begin Quoted passage
# System C: TV Show Critics

1. View 1: Popularity vs. Ratings
Visualization Technique: Scatter Plot
Purpose: Show the relationship between TV show popularity and ratings.
Brushing & Linking: Selection in this view will filter other views based on selected popularity or ratings thresholds.

2. View 2: Genre Breakdown
Visualization Technique: Treemap
Purpose: Show the breakdown of TV show genres in a hierarchical structure.
Brushing & Linking: Selection in this view will filter other views based on the selected genre.

3. View 3: Season-wise Ratings
Visualization Technique: Heatmap
Purpose: Show the average ratings of TV shows across different seasons.
Brushing & Linking: Selection in this view will filter other views based on the selected season.

4. View 4: Network Comparison
Visualization Technique: Bubble chart
Purpose: Show the comparison of TV show networks based on various metrics like ratings, popularity, etc.
Brushing & Linking: Selection in this view will filter other views based on the selected network.

In [13]:
import altair as alt
import pandas as pd
from IPython.display import display

file_path = r'C:\Users\aadit\Downloads\Documents\Information Visualization\TMDB_tv_dataset_v3.csv'
cvd_data = pd.read_csv(file_path)

tv_shows_data = cvd_data
tv_shows_data.dropna(inplace=True)

tv_shows_data = tv_shows_data.sample(n=500,random_state=40)

alt.data_transformers.enable('json')
tv_shows_data.head(2)

Unnamed: 0,id,name,number_of_seasons,number_of_episodes,original_language,vote_count,vote_average,overview,adult,backdrop_path,...,tagline,genres,created_by,languages,networks,origin_country,spoken_languages,production_companies,production_countries,episode_run_time
885,73544,Warrior,3,30,en,460,8.027,"A gritty, action-packed crime drama set during...",False,/aXZmDoGywrHlv2OIvurlCiTXkXv.jpg,...,This isn't China. This is Chinatown.,"Crime, Drama, Action & Adventure",Jonathan Tropper,"en, zh","Cinemax, Max",US,"English, 普通话","Perfect Storm Entertainment, Bruce Lee Enterta...",United States of America,55
1245,63522,F is for Family,5,44,en,315,7.344,"Follow the Murphy family back to the 1970s, wh...",False,/bdntcURJ4dSr7zoLeyB6ZGrMynD.jpg,...,Kick 'em in the cul-de-sac.,"Comedy, Animation","Bill Burr, Michael Price",en,Netflix,US,English,"Wild West Television, Gaumont International Te...","France, United States of America",26


In [14]:
# View 1: Popularity vs. Ratings
# View 3: Scatter Plot with Square Markers (System A)
end Quoted passage
■ Written task a
In the TV show critics notebook, what is the scatter plot in View 1 meant to show, and what does a selection in it do to the other views? Answer in one to three sentences.
The listing that comes next has no connection to the notebook page above.
begin Data to process
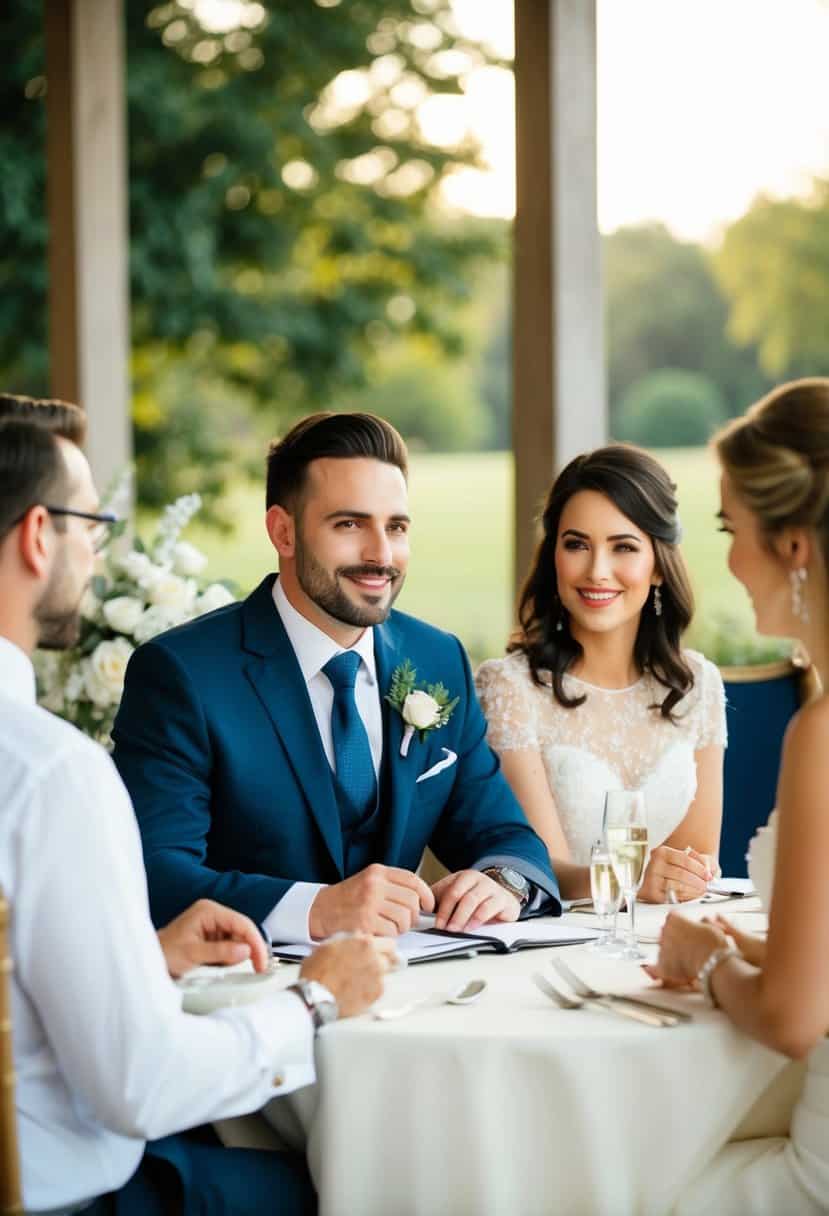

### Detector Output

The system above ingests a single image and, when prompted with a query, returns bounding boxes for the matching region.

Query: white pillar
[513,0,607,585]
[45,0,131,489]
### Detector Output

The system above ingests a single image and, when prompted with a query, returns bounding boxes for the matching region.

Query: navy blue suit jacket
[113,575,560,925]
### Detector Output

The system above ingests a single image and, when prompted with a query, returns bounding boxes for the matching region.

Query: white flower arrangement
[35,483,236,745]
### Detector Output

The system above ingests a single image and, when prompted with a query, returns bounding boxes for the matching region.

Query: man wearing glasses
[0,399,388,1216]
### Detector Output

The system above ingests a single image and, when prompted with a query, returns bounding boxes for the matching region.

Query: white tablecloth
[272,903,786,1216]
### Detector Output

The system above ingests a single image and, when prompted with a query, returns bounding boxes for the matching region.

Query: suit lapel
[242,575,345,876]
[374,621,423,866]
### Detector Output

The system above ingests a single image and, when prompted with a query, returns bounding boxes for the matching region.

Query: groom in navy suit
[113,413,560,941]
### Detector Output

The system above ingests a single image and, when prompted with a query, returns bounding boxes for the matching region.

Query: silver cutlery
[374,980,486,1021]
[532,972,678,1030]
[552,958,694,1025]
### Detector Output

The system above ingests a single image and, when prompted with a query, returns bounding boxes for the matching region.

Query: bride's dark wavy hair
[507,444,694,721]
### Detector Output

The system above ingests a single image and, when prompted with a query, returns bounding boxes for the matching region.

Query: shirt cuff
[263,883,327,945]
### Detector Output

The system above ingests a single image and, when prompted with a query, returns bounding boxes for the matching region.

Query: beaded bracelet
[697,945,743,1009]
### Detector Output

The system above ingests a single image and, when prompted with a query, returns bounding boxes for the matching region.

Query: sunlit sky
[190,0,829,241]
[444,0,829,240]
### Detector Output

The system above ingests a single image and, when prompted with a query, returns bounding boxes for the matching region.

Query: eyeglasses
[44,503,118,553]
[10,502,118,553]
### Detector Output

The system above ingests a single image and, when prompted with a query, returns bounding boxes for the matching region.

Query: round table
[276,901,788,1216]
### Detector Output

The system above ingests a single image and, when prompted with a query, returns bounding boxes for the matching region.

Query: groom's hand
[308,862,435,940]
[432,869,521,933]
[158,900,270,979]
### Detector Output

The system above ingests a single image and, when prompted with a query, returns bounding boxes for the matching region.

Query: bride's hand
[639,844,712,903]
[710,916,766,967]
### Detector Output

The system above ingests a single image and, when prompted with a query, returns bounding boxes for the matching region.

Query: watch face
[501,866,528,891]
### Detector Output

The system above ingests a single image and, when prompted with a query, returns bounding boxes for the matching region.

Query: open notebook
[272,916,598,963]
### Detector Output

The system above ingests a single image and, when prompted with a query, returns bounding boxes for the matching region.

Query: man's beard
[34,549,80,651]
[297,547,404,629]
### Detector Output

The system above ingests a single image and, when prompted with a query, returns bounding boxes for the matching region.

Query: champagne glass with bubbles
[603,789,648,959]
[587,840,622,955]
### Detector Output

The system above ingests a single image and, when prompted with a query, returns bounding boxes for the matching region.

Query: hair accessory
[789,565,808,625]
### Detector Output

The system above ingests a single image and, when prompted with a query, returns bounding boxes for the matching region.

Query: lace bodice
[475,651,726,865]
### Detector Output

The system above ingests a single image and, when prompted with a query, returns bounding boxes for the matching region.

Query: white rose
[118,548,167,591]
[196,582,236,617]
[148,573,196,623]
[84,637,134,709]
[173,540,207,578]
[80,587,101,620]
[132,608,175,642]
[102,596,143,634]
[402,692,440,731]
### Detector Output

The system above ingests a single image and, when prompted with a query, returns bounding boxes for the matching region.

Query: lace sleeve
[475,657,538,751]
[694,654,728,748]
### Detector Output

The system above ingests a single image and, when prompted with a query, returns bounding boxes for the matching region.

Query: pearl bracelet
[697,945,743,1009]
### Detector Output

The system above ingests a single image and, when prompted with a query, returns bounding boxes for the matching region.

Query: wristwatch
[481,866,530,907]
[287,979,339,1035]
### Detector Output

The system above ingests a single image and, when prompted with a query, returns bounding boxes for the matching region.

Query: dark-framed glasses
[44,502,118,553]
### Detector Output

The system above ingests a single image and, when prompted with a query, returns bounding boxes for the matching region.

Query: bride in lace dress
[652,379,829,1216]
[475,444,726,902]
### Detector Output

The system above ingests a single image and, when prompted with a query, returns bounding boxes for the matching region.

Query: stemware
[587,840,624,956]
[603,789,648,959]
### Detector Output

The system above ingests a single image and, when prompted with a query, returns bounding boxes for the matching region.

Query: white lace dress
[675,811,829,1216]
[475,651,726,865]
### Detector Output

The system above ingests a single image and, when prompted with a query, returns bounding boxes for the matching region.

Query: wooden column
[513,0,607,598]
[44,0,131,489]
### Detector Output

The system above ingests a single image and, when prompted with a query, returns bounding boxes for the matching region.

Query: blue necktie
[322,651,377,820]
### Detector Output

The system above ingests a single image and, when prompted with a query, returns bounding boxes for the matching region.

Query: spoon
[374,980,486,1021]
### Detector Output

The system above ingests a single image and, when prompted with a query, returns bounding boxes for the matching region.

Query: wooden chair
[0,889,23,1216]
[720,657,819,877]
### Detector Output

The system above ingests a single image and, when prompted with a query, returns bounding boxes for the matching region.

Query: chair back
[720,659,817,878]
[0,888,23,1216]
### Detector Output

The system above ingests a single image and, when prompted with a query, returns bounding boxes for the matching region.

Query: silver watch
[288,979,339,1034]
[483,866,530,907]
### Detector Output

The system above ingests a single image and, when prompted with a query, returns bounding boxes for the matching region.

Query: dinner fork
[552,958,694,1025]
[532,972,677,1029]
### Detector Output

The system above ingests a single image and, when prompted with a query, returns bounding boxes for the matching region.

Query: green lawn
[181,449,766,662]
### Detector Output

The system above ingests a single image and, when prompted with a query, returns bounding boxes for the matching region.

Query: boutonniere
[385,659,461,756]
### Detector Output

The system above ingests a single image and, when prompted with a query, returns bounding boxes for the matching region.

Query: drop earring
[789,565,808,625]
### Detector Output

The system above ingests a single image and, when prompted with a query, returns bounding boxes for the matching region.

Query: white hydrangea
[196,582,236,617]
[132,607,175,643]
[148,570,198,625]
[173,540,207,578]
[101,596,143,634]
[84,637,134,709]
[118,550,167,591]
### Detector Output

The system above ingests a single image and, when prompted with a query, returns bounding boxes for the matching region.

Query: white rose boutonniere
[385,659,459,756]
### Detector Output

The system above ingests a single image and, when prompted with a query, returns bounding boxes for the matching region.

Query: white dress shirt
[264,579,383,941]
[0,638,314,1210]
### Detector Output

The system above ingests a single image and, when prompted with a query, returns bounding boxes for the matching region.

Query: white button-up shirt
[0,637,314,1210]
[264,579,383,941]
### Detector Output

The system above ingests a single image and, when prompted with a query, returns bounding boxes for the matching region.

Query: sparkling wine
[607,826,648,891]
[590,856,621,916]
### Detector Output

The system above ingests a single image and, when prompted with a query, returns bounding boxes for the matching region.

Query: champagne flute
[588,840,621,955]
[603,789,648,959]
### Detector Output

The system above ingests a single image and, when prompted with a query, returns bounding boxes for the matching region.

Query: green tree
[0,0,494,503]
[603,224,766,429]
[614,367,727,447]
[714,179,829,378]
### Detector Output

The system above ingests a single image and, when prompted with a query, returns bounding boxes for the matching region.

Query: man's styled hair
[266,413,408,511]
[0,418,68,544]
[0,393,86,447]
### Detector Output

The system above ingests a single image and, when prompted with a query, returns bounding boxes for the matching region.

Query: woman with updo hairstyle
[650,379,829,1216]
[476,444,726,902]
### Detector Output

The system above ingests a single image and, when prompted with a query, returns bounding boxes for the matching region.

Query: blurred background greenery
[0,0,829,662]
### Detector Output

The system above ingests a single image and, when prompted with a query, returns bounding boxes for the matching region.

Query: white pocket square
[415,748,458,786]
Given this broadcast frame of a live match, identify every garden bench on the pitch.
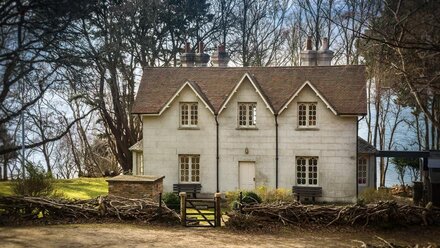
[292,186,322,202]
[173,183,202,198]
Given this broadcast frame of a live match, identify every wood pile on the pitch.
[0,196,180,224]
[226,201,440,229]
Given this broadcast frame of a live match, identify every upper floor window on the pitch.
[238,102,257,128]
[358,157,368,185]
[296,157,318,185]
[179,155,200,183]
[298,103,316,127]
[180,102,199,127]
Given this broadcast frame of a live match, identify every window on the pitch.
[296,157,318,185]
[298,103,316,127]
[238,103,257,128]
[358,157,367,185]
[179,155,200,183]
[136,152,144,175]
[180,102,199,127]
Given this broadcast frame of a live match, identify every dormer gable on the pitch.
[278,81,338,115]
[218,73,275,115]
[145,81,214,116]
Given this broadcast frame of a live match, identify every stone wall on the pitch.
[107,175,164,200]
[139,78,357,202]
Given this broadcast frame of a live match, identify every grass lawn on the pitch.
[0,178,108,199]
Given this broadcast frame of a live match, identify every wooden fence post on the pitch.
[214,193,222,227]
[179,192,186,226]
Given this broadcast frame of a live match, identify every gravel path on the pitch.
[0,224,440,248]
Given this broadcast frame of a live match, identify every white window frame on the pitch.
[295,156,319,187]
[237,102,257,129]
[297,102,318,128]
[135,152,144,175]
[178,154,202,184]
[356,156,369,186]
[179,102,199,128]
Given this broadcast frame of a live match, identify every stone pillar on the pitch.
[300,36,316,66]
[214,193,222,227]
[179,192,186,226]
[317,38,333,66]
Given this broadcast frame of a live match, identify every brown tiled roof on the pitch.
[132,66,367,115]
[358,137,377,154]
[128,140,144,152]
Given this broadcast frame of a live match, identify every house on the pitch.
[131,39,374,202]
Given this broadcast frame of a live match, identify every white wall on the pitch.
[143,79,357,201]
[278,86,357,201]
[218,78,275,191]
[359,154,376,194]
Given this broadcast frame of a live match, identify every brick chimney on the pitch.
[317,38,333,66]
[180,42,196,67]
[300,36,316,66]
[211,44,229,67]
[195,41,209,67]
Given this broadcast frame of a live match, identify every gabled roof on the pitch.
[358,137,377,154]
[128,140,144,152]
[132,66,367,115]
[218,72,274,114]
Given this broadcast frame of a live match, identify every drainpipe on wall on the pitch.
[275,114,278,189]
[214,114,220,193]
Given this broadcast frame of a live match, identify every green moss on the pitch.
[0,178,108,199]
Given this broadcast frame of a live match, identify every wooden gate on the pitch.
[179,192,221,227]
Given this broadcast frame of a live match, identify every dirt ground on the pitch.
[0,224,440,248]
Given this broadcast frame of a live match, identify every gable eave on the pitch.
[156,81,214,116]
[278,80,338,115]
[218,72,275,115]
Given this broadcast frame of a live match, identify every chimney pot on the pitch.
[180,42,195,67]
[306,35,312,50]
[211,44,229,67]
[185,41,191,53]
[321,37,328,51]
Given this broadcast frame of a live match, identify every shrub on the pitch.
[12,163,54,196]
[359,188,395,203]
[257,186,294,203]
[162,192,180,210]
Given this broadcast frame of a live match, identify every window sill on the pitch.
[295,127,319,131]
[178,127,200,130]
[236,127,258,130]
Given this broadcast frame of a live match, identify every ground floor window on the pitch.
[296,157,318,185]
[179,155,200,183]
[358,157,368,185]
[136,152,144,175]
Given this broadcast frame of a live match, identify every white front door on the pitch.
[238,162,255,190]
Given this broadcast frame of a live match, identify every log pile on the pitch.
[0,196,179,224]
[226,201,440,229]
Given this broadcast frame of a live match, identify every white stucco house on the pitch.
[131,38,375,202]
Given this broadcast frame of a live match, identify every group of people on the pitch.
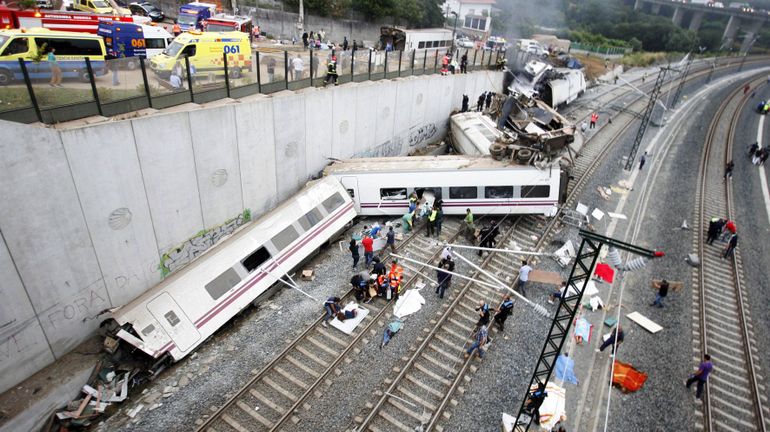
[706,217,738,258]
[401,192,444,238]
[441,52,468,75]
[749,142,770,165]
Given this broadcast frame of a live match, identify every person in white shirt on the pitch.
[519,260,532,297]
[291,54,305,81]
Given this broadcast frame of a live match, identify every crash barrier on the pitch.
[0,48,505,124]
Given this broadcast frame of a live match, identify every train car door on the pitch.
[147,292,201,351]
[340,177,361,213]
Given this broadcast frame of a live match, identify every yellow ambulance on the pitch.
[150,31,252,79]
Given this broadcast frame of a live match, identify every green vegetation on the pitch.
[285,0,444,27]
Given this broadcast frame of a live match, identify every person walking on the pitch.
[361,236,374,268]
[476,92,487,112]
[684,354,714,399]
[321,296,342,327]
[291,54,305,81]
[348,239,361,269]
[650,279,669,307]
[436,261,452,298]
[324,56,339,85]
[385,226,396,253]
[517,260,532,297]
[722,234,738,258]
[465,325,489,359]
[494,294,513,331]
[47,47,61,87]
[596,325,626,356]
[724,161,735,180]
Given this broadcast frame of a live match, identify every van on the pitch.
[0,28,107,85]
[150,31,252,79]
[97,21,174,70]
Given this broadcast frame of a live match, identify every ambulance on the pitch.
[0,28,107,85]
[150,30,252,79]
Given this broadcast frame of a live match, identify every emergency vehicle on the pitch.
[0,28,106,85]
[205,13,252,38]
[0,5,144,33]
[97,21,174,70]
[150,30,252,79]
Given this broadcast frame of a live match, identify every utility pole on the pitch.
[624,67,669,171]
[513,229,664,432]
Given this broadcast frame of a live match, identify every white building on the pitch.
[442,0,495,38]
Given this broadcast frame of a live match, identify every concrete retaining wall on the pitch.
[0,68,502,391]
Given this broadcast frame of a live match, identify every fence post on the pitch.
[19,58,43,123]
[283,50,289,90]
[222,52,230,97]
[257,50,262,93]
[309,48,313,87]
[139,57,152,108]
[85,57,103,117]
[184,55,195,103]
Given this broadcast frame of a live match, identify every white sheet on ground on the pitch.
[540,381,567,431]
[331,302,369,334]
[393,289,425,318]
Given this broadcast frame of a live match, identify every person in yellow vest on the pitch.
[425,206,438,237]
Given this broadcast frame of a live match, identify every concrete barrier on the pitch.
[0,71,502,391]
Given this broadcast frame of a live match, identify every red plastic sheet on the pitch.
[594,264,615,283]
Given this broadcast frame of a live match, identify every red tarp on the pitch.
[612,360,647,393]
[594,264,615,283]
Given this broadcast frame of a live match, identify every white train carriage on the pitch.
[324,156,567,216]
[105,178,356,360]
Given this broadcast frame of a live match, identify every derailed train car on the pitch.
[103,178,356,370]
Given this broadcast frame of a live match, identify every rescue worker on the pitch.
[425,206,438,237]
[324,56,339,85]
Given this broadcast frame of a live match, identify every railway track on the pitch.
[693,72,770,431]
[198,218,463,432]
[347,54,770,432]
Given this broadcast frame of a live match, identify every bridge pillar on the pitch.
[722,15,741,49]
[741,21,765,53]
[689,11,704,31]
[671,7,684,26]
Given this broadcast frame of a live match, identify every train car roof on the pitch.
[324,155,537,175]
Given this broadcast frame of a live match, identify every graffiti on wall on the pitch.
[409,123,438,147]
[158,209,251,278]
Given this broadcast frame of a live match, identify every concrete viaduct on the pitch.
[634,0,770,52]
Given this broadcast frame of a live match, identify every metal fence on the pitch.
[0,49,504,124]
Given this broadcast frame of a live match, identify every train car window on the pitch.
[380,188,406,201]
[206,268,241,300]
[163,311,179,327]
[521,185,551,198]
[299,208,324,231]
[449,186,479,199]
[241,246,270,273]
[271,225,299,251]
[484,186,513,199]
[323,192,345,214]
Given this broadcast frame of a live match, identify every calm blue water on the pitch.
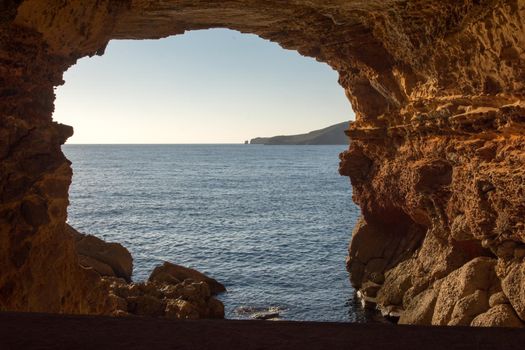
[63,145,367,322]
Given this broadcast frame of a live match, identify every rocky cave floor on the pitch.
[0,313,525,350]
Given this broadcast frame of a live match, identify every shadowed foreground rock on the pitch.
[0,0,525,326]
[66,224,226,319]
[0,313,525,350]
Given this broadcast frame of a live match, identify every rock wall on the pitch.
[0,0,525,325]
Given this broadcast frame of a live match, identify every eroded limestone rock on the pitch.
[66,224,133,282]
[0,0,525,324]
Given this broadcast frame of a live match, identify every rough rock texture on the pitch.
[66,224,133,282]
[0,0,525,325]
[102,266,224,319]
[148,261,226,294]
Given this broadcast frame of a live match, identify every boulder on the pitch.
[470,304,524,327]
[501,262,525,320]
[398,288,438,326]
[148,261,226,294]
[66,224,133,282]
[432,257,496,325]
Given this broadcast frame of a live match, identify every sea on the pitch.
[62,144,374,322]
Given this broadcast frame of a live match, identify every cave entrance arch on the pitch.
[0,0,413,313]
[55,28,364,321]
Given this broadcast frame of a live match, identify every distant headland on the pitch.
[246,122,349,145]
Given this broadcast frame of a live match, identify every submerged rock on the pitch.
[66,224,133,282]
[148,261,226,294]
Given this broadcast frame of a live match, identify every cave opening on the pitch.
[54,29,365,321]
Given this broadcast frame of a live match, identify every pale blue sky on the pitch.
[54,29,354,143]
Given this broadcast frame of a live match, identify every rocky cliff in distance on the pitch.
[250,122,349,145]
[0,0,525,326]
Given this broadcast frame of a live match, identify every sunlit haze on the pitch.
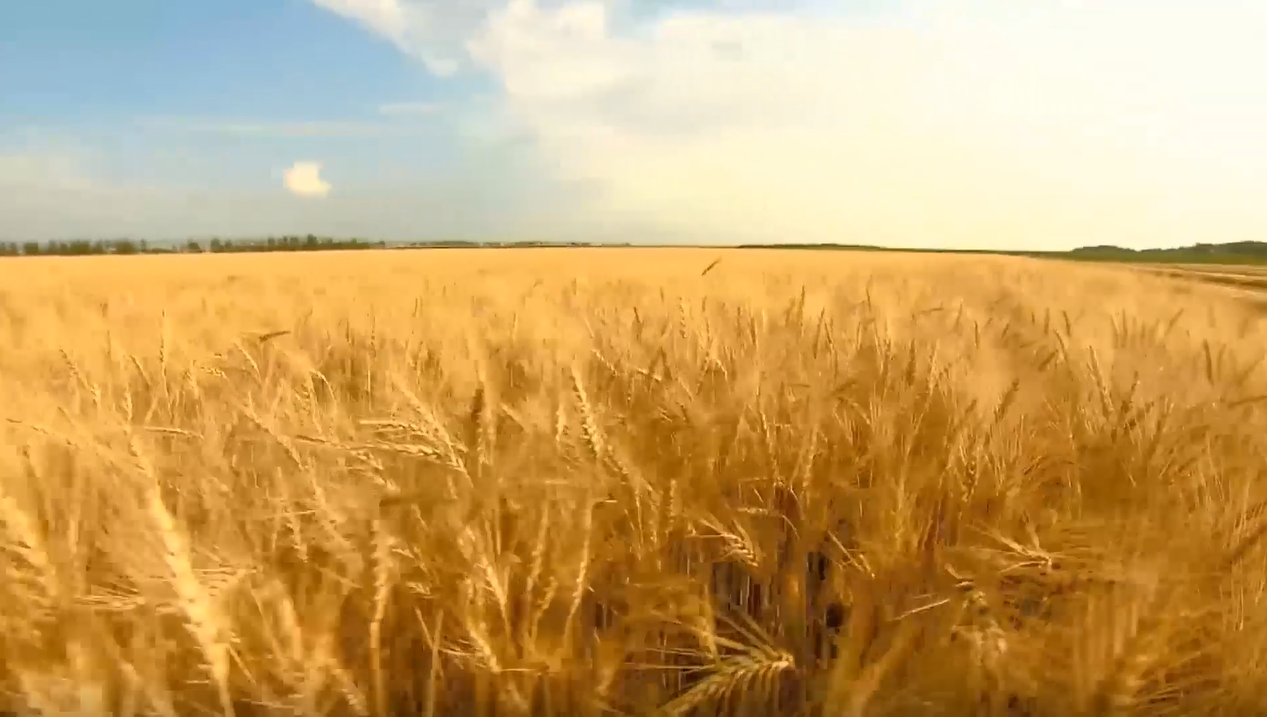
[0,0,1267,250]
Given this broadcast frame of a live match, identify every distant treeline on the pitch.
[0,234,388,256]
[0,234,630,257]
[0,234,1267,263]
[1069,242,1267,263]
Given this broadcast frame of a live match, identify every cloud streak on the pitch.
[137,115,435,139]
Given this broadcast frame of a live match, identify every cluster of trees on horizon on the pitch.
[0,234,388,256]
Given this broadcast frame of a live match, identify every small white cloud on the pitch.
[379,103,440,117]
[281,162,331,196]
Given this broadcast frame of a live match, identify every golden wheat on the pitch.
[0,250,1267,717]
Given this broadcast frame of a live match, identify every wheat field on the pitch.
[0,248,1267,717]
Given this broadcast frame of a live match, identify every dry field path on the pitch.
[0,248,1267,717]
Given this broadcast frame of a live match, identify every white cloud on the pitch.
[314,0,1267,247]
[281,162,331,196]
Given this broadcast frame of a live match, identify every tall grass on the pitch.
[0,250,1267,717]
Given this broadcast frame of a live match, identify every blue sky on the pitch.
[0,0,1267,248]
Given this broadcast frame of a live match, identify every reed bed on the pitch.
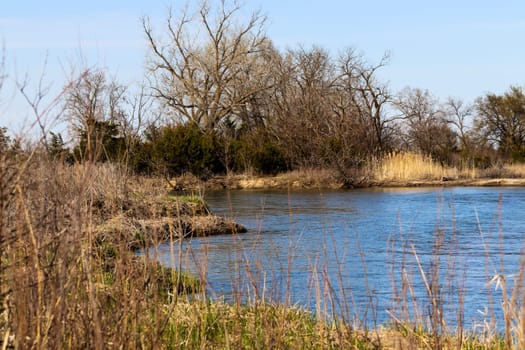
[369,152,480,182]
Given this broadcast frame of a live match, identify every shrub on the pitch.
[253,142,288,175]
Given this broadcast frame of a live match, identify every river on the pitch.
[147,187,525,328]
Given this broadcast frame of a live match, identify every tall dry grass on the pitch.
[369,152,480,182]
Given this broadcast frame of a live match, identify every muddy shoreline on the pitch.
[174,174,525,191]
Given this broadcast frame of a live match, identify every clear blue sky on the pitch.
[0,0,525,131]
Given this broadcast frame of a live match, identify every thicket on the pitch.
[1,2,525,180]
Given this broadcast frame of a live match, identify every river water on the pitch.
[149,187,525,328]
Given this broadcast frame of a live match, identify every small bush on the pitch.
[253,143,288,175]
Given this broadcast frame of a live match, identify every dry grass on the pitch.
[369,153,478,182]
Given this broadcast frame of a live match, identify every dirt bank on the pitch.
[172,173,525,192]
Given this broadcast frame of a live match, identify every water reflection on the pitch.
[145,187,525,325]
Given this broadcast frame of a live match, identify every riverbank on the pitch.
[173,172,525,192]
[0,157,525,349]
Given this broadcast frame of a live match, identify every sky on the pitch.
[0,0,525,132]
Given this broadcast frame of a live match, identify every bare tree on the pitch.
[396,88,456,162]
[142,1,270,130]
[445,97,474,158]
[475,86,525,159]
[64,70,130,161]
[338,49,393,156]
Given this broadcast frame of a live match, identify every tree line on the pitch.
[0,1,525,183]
end Data to process
■ Written task b
In the listing, rename "white pillar" to "stone column" in the lines starting at the beginning of the listing and going on through the line with "[45,0,131,489]", both ends included. Give those lines again with nothing else changed, and leave the pictures out.

■ Reply a
The scatter plot in View 1 is meant to show the relationship between TV show popularity and ratings. A selection in it filters the other views based on the selected popularity or ratings thresholds.

■ Reply b
### Detector Output

The system above ingests a single image and, when prompted with a query, returns bounding boxes for the matching region.

Query: stone column
[513,0,607,585]
[45,0,131,489]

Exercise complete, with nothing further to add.